*DATA PROVIDED*:

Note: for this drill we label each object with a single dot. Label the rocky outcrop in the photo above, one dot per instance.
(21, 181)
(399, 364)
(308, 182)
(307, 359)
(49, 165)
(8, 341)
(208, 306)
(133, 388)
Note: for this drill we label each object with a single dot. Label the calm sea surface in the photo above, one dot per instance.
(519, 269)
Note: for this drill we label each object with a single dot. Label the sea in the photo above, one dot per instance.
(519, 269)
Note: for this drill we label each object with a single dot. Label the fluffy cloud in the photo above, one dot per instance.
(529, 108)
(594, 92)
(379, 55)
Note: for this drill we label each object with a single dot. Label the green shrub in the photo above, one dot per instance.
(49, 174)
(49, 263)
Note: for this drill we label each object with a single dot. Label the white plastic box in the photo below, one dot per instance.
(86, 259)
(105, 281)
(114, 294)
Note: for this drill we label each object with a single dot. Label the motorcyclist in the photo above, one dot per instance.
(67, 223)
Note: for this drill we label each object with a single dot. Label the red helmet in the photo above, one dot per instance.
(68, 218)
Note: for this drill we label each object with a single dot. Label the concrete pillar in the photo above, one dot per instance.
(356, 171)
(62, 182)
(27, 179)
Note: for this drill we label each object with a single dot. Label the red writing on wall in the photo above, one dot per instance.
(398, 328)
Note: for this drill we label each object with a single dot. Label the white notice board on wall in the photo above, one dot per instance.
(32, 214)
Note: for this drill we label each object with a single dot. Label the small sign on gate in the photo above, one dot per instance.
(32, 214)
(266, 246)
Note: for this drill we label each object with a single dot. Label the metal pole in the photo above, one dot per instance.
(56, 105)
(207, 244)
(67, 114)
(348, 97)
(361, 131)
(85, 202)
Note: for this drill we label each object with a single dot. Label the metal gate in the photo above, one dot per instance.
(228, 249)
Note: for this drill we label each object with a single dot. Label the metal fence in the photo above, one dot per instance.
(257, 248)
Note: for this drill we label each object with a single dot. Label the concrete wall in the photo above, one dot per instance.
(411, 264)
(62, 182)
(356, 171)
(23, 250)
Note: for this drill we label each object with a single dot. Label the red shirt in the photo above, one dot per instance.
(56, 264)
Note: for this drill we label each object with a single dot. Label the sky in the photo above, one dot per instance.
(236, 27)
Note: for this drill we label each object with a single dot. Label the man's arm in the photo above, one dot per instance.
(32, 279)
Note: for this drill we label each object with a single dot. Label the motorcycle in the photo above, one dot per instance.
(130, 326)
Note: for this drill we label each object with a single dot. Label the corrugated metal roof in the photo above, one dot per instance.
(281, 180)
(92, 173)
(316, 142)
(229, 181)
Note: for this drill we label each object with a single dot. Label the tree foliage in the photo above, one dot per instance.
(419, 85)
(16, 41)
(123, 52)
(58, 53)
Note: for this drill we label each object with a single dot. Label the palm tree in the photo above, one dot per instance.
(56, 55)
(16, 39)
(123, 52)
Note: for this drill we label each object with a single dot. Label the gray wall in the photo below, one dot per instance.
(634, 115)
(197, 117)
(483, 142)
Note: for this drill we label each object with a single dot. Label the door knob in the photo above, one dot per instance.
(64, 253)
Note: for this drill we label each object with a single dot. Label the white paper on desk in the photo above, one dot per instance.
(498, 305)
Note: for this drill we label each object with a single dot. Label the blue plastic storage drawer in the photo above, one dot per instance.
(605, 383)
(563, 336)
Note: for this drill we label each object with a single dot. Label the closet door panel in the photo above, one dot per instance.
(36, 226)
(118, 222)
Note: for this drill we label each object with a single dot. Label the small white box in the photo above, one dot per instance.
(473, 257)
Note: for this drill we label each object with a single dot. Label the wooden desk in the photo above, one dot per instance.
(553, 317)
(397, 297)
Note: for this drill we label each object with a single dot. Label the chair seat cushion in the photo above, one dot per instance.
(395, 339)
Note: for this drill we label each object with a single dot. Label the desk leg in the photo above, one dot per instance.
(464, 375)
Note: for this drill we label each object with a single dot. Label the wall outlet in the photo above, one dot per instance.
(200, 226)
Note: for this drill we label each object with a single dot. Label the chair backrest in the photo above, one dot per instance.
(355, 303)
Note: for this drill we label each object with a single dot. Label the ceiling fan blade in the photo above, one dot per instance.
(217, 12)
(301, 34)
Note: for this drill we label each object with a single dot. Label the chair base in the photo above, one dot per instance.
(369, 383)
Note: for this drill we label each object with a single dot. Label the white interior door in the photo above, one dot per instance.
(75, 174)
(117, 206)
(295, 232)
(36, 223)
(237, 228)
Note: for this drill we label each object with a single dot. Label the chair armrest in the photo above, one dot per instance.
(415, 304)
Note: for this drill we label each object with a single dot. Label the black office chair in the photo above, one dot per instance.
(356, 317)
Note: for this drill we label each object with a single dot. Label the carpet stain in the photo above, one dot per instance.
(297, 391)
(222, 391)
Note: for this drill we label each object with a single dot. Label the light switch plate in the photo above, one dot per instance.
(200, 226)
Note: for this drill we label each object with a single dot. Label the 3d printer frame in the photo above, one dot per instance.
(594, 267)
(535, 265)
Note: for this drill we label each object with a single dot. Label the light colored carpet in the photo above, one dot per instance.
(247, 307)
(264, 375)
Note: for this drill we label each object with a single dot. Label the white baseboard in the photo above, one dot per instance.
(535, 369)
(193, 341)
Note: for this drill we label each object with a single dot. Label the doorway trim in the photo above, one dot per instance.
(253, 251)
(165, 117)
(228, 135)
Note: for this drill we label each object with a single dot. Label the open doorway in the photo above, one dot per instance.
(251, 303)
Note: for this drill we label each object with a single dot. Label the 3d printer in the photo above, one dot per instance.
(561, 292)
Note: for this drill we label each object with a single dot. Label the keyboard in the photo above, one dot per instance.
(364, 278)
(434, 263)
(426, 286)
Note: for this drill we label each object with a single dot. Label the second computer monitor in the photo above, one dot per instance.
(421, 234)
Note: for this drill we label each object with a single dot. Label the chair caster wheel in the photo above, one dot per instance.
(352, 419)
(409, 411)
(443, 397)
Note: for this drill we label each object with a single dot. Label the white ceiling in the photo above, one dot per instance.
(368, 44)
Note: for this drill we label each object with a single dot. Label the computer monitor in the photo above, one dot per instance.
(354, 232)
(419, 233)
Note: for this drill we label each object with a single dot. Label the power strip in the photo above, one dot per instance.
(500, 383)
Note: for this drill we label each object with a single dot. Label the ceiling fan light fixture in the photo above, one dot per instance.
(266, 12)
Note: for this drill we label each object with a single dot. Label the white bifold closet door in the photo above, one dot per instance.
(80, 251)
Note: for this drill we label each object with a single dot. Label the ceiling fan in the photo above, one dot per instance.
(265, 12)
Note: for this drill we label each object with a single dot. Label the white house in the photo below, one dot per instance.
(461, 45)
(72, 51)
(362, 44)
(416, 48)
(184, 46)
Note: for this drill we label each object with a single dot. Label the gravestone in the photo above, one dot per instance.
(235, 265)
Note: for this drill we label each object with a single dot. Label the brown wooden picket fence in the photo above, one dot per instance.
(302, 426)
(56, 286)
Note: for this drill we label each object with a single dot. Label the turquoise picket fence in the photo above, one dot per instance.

*WRITTEN PROBLEM*: Reproduce verbatim every line from the one containing "ceiling fan in" through the final line above, including both.

*ANSWER FOR THIS EXERCISE*:
Note: for this drill we label each object with a single dot. Label the ceiling fan in the photo above, one dot per instance.
(265, 12)
Note: for this drill we label each object with a single dot. Label the white house in the photo below, one dot per instance.
(461, 45)
(72, 51)
(362, 44)
(416, 48)
(184, 46)
Note: for this drill we label each object with a single dot. Label the gravestone in the photo above, one dot per instance.
(235, 265)
Note: for this drill we label each object with a single dot. Label the brown wooden picket fence in the photo above, one dot per instance.
(302, 426)
(56, 286)
Note: for this drill we label each object with a single dot. Label the turquoise picket fence in the photo above, one dot per instance.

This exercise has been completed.